# To do
An exact copy of the lines from the one containing "earpiece in the photo above." to the end of the records below is required, and nothing else.

# Data
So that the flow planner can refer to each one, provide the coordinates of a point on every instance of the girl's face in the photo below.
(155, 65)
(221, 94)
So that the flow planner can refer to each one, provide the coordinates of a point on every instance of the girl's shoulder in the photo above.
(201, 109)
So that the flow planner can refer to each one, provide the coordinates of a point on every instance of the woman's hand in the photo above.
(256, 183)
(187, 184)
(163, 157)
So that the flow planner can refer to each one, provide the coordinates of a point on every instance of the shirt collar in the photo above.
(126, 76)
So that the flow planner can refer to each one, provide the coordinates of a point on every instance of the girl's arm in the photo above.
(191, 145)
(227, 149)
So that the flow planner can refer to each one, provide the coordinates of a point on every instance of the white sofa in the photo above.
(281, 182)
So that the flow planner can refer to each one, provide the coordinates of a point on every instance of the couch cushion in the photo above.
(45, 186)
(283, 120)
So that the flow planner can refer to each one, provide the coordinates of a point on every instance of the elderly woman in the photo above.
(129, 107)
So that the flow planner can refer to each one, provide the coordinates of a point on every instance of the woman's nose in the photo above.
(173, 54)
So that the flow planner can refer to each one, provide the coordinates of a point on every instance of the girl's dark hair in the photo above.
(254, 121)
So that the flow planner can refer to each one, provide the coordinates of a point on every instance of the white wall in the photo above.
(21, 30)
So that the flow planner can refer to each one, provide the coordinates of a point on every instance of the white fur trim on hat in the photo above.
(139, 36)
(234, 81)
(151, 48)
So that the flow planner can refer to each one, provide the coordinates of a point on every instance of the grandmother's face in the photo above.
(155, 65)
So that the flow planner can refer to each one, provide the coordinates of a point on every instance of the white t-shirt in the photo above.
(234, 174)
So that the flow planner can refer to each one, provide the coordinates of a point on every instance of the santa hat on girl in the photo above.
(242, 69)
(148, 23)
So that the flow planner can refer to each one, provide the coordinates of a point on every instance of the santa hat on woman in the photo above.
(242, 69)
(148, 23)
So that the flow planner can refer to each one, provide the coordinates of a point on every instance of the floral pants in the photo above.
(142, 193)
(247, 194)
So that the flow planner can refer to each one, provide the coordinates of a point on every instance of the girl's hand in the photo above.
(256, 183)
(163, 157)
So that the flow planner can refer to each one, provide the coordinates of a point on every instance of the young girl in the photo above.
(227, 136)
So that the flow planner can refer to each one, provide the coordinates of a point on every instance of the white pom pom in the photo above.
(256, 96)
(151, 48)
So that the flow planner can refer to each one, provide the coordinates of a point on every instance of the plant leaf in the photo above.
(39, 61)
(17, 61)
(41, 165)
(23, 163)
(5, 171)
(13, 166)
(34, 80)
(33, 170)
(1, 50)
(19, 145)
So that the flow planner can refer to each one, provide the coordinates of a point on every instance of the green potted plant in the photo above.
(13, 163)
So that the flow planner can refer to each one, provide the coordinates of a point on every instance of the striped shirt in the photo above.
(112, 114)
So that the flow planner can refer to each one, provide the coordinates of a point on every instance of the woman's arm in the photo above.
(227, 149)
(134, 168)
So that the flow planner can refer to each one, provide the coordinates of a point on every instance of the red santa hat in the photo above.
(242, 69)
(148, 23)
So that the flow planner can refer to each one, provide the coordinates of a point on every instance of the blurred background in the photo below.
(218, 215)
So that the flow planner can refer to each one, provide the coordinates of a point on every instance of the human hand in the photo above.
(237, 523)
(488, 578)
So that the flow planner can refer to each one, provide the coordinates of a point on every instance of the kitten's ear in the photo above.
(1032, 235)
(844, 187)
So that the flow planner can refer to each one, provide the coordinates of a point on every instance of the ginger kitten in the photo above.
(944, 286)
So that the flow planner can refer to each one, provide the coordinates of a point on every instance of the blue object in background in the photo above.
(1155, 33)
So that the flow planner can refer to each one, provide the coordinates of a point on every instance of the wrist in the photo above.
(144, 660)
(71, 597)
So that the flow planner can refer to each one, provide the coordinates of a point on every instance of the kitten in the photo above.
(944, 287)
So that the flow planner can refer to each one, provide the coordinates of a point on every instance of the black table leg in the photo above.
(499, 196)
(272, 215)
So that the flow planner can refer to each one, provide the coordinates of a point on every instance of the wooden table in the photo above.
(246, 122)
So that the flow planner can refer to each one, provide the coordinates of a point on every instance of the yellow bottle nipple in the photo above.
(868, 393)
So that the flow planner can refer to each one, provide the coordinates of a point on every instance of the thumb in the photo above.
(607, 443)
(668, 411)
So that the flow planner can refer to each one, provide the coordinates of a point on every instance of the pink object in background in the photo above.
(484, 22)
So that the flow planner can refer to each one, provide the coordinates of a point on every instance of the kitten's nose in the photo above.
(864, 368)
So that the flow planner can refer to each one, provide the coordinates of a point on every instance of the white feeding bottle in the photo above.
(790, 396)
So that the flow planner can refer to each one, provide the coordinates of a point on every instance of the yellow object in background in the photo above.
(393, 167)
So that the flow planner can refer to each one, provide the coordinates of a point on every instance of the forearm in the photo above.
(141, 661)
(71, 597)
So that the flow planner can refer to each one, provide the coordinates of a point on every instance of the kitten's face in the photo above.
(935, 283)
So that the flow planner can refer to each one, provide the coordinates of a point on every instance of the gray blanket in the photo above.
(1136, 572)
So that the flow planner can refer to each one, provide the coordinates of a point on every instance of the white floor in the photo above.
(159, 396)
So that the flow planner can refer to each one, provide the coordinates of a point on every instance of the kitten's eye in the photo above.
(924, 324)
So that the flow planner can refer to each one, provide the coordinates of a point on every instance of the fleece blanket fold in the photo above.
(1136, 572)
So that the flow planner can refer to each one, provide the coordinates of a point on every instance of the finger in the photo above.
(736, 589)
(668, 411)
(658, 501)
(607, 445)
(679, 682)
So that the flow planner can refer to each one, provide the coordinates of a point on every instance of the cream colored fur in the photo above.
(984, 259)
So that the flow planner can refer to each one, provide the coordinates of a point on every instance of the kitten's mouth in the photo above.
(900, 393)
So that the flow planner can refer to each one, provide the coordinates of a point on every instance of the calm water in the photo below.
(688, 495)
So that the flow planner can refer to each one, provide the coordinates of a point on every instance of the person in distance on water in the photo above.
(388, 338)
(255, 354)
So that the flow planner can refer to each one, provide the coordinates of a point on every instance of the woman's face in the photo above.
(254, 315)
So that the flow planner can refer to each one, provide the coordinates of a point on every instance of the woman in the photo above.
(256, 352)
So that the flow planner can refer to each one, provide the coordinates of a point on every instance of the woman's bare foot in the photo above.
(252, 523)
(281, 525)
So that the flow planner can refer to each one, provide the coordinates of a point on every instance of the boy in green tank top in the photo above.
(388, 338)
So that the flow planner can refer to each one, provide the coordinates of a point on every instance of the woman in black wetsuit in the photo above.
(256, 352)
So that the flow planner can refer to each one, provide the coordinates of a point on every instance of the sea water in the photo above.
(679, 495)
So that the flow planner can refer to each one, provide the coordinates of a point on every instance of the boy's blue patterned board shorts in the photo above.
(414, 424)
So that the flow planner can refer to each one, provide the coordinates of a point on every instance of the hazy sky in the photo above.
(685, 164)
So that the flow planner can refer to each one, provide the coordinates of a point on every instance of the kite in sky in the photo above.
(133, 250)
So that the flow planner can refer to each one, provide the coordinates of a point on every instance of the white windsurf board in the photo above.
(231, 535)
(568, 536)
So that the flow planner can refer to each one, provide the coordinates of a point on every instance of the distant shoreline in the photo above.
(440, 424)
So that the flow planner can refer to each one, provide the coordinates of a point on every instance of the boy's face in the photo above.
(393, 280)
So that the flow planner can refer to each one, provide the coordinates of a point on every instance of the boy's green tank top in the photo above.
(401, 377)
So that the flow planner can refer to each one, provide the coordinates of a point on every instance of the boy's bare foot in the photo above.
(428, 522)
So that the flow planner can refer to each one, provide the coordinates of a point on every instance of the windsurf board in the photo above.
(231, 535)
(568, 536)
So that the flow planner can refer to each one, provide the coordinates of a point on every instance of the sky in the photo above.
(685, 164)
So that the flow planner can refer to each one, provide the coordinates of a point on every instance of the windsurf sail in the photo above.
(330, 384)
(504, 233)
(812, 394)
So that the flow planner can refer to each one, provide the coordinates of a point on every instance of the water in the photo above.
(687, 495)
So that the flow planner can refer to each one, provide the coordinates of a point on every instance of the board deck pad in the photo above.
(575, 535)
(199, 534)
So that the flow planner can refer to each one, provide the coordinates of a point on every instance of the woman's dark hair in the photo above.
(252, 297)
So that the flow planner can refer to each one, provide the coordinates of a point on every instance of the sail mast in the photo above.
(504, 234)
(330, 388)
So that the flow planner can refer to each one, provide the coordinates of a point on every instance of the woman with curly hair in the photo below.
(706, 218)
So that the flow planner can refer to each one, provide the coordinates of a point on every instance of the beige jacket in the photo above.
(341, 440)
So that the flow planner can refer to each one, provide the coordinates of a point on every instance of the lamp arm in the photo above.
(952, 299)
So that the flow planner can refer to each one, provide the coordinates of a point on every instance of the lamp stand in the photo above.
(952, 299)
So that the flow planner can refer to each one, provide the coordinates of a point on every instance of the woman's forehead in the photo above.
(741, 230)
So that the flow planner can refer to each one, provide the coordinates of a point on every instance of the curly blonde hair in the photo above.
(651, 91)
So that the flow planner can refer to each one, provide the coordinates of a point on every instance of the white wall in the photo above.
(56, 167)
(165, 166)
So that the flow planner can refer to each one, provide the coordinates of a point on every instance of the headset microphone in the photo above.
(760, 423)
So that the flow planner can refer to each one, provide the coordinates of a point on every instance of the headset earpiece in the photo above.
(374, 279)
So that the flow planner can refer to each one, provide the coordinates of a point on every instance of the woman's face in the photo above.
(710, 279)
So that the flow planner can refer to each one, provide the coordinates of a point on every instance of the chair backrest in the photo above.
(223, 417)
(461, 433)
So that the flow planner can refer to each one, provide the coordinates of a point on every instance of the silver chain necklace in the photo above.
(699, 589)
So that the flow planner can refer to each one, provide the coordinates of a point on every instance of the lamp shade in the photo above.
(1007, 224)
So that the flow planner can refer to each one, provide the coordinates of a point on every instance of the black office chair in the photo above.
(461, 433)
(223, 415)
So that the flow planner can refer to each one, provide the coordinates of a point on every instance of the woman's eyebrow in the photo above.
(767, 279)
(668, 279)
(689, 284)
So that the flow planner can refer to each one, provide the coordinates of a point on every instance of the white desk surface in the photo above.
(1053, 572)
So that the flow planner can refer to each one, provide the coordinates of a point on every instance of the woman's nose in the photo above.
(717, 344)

# Response below
So that the flow planner can refer to each one, provide the coordinates of a point on every instance of the headset earpiece in the photo above.
(374, 279)
So that the flow planner can refer to each one, provide the coordinates of a point on every instance of the woman's face in the photo above.
(710, 279)
So that the flow planner can refer to each one, provide the coordinates of a point on every instance of the chair backrest in the photo above.
(223, 417)
(461, 433)
So that the flow planner can refer to each one, provide the coordinates of a point on every instance of the silver chain necklace in the photo above.
(699, 589)
So that the flow planner can refer to each one, provide the coordinates of a point on every instance of the lamp shade in the photo above.
(1007, 224)
So that the flow planner can refer to each one, provide the coordinates of a point on every instance of the black office chair in the photo above.
(461, 433)
(223, 415)
So that the flow planner can refer to each one, provide the coordinates of a point on every instance of the woman's eyebrow in the photo above.
(767, 279)
(668, 279)
(689, 284)
So that the flow planner can refer to each one, provide the coordinates of a point on every instance of the white desk surface in the photo above.
(1053, 572)
So that the flow planner can refer to each one, provide the coordinates of a point on every instance of the woman's nose in the photo above.
(717, 344)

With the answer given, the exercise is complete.